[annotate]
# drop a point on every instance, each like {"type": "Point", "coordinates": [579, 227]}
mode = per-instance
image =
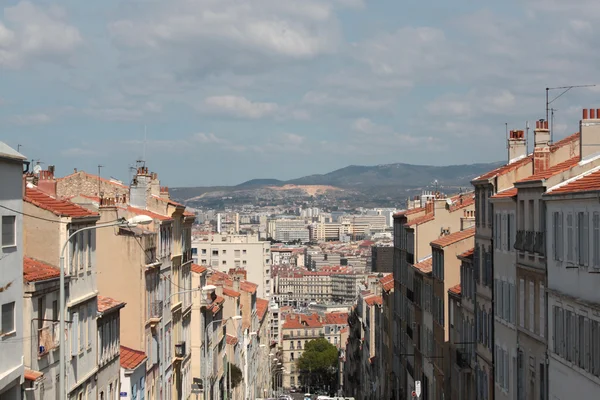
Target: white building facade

● ● ● ● ● ● ●

### WHAT YOU ARE ASKED TO DO
Write out every line of the entries above as a numbered list, skipping blank lines and leaving out the pictures.

### WRITTEN SOLUTION
1. [annotate]
2. # drop a point on every instance, each like {"type": "Point", "coordinates": [579, 227]}
3. mode = per-instance
4. image =
5. Target: white building facade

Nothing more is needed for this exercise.